Passage:

[Start]

For example: Jackson MacLow and Clark Coolidge and Bernadette Mayer might,
according to one's broader frames of taste or closer reading of differences
and datelines and suchlike, be seen as either before or part of 'lang-po'.
Likewise, younger poets such as Brian Kim Stefans, Tim David, Jeff Derkson,
Miles Champion, Deanna Ferguson will either be seen as part of that ogrish
monolith or in its wake and idetifiably something different. So name your
poison or poisson on that one.

What, for an example would you do with Teresa Hak Kung Cha's 'Dictee'?

'Misses nothing. Time, that is. All else. All things else.
All other, subject to time. Must answer to time, ex-
cept. Still born. Aborted. Barely. Infant. Seed, germ
sprout, less even. Dormant. Stagnent. Missing.

The decapitated forms. Worn. Marred, recording a
past, of previous forms. The present form face to face
reveals the missing, the absent. Would-be-said
remnant, memory. But the remnant is the whole.

The memory is the entire. The longing in the face of
the lost. Maintains the missing. Fixed between the
wax and wane indefinite not a sign of progress. All
else age, in time. Except. Some are without.'

(Third Woman Press, 1995)

with this text facing a page with a photograph of three
Korean revolutionaries about to shot by a firing squad.

[End]

Problems:
(A) In the passage on language poetry, which press is given for the 1995 edition of 'Dictee'?
(B) Why does the passage on language poetry say Jackson MacLow, Clark Coolidge and Bernadette Mayer could be seen either as coming before 'lang-po' or as belonging to it?
(C) Resume the passage on language poetry after its final sentence.

Given records:
[Start]

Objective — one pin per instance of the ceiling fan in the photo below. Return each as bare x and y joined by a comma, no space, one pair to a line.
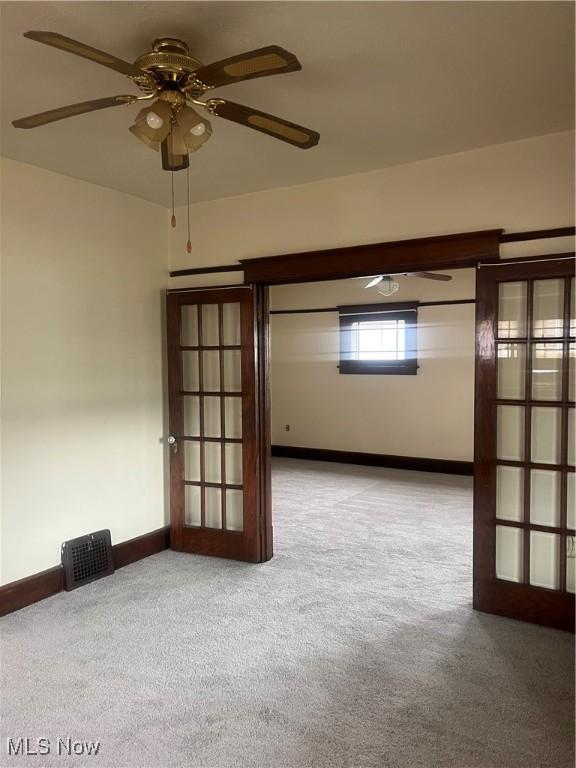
169,75
386,285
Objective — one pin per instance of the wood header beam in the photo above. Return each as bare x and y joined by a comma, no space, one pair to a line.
428,253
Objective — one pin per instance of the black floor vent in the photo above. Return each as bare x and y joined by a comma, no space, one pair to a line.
86,559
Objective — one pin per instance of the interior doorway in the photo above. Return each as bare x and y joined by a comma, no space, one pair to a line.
454,252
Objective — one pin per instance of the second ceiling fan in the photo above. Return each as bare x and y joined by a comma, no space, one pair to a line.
386,285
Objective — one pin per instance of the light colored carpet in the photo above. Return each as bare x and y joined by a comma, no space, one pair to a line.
355,646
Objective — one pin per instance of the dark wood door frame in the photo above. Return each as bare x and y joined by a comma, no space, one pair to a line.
457,251
522,601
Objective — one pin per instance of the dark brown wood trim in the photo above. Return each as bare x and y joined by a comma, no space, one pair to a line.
444,466
264,410
510,237
537,234
554,608
363,306
544,257
19,594
206,270
142,546
444,252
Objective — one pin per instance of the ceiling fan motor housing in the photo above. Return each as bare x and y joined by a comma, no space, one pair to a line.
169,60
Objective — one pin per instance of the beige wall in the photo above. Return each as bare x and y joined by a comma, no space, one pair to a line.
83,270
428,415
521,185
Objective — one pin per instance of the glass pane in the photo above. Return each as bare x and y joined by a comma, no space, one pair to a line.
511,310
190,378
233,411
545,435
509,551
545,497
547,371
234,513
544,559
231,324
510,432
212,462
572,372
213,511
548,309
191,460
511,371
210,329
192,505
571,436
211,371
234,463
212,417
232,370
572,308
570,564
509,493
571,500
189,326
191,416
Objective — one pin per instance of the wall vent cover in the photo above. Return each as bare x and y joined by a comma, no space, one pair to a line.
87,558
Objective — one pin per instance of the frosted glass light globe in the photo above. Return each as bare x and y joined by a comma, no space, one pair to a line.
154,121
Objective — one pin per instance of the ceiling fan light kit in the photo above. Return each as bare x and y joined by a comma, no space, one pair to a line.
386,285
177,81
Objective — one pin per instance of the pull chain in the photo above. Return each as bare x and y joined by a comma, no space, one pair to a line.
188,244
173,220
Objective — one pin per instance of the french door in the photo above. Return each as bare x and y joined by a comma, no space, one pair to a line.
218,504
524,496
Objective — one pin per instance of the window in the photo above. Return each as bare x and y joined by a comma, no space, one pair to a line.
378,339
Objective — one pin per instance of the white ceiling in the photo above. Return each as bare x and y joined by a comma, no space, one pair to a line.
383,82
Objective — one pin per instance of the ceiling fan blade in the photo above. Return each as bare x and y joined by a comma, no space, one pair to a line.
42,118
87,52
432,276
261,121
271,60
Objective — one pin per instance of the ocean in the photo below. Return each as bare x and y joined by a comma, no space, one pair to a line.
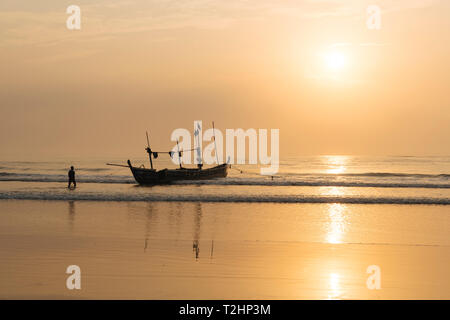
309,232
324,179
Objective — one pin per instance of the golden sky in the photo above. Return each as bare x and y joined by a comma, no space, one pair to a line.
310,68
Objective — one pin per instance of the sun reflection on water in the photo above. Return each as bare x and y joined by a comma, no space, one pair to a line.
336,164
336,224
334,286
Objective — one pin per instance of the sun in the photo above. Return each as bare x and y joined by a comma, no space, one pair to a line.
335,60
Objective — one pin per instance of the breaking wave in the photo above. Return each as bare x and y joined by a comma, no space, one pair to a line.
80,196
376,180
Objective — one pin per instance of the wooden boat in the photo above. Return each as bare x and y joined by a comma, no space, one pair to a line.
145,176
151,176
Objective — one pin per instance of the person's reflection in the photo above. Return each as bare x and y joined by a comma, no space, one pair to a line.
197,226
71,212
148,223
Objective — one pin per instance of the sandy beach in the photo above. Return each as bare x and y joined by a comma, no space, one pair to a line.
138,250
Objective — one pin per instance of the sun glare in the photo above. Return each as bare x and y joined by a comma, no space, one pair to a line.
335,60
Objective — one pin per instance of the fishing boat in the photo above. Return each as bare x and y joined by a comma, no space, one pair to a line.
146,176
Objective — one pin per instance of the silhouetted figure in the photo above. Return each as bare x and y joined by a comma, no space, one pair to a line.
72,178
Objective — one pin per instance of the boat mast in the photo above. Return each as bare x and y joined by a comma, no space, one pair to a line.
215,145
149,151
179,155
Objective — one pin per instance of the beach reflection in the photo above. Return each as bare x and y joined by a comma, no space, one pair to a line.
71,218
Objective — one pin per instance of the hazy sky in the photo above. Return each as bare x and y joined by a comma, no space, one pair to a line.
310,68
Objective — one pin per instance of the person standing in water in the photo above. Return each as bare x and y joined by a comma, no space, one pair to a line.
72,178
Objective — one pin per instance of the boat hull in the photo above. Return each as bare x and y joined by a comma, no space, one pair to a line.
145,176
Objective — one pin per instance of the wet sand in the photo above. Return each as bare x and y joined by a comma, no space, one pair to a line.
164,250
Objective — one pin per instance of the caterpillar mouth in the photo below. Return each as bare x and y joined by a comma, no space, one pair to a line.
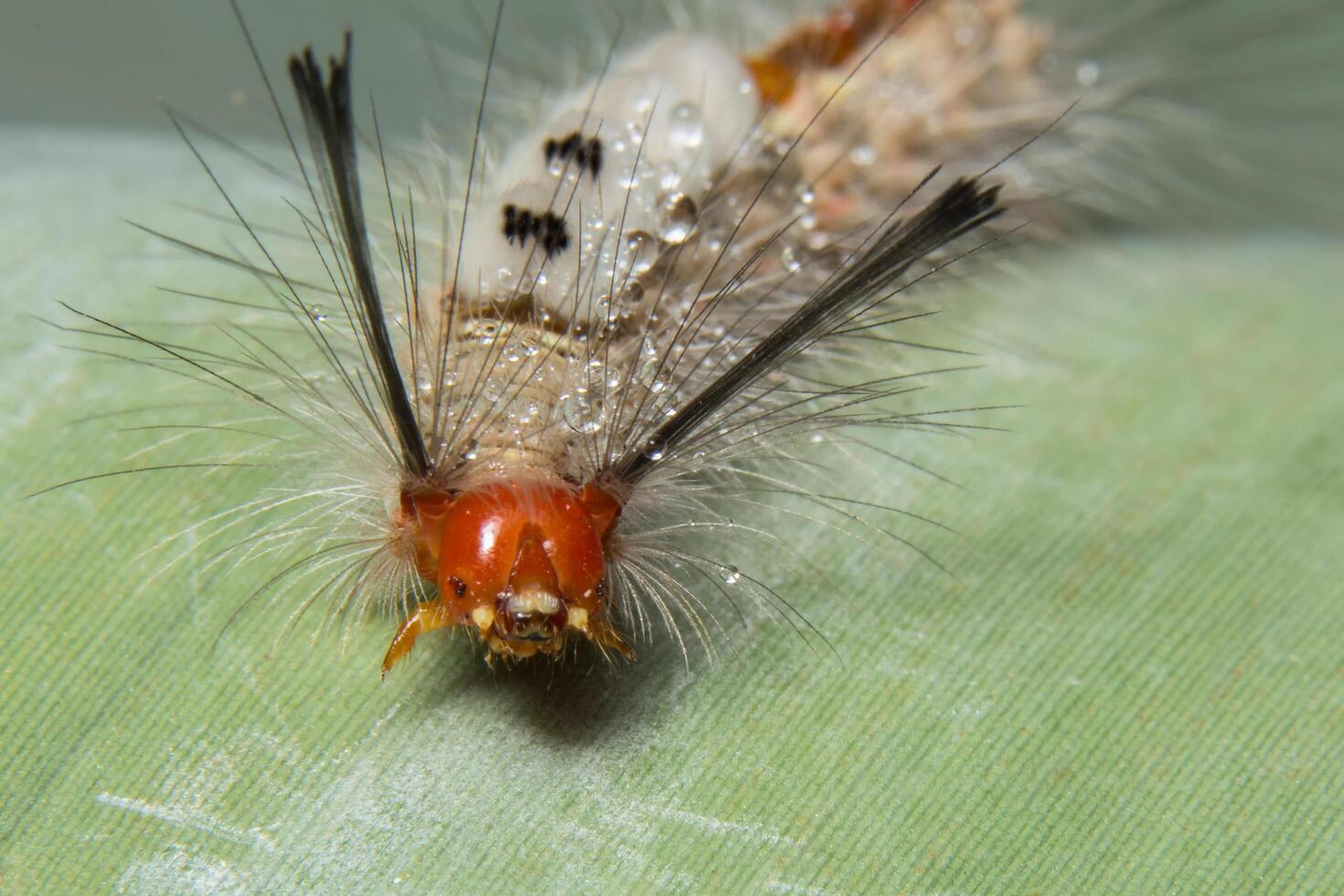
534,617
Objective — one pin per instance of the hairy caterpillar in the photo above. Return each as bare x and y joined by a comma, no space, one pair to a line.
525,421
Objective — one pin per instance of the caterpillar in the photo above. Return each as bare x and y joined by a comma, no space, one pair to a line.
629,326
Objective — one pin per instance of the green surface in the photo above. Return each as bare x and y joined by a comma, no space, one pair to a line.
1136,683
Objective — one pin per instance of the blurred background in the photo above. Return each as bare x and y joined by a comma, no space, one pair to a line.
1133,683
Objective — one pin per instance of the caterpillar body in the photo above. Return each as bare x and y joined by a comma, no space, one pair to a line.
615,341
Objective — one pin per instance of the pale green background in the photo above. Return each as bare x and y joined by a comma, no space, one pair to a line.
1136,683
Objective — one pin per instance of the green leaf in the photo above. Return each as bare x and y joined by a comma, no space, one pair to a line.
1135,683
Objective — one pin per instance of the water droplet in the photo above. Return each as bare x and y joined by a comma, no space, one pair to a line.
677,217
686,131
641,251
581,414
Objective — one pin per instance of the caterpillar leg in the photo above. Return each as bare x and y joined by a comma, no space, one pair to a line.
428,617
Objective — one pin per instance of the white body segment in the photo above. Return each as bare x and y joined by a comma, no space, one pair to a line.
613,176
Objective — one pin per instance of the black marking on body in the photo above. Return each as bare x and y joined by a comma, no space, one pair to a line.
548,229
586,154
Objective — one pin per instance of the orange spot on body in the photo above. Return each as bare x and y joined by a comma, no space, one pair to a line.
823,43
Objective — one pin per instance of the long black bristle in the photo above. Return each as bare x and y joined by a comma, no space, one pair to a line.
960,208
328,119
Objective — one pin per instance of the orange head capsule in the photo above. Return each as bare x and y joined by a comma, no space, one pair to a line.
523,564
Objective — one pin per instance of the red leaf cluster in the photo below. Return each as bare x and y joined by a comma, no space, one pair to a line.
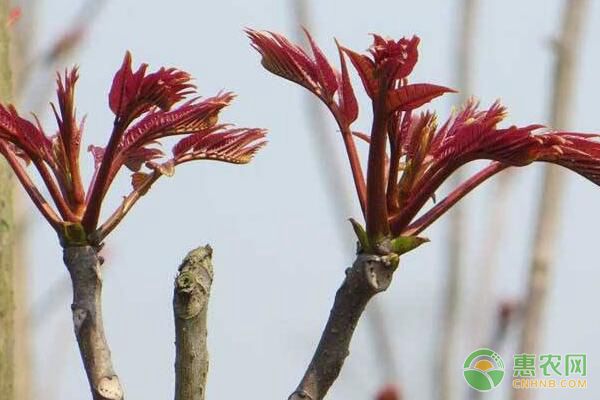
148,108
409,156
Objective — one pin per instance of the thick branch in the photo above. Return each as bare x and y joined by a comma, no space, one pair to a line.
190,304
83,264
369,275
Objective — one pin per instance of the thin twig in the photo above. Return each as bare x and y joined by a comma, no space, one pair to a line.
449,331
487,262
190,304
548,219
6,230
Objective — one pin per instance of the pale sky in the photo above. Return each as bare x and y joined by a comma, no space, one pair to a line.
278,259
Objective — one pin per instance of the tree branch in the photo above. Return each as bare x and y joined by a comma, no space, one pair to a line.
369,275
6,230
190,304
548,218
83,264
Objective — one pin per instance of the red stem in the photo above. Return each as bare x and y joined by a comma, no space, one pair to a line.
100,185
116,217
55,192
377,215
462,190
353,158
30,188
393,190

[End]

Set of answers:
(A) Third Woman Press.

(B) The passage says the placement depends on one's broader frames of taste or on a closer reading of differences, datelines and similar details.

(C)
Perhaps 'Cambpo' is indeed distinct from 'Lon-po' as Andrew
Duncan has identified it in some of his most interesting and
provocative critical interventions, namely the introductions
to Angel Exhaust 8 'The Bloodsoaked Royston Perimeter'.

As he himself point out the more one stares at group formation
the more the boundaries that are in the attempt at becoming erected
wobble and become porous. Some terms do stick, as 'lang-po' appears
to be doing in this historical instant. Some are re-examined and
shown to be used only with extreme caution as I believe are the
cases being raised here. Where again might Tom Raworth be positioned?
He has been as valued by and infleuntial on (arguably more so) the
'lang-po' and the 'lon-po', yet his address is often in Camb-po
territory. Is Camb-po a location or a sereis of affiliated states
of mind? blah blah  -  these terms don't work for me and won't
hold.

So, there appears to be an extant argument about the 'I', and an
accusation that these various 'po-s' have abandone it or subjugated
it to theoretical analysis to the point that the I is no more than
a glossary of fashionable exegetic terminologies. Try reading Pope.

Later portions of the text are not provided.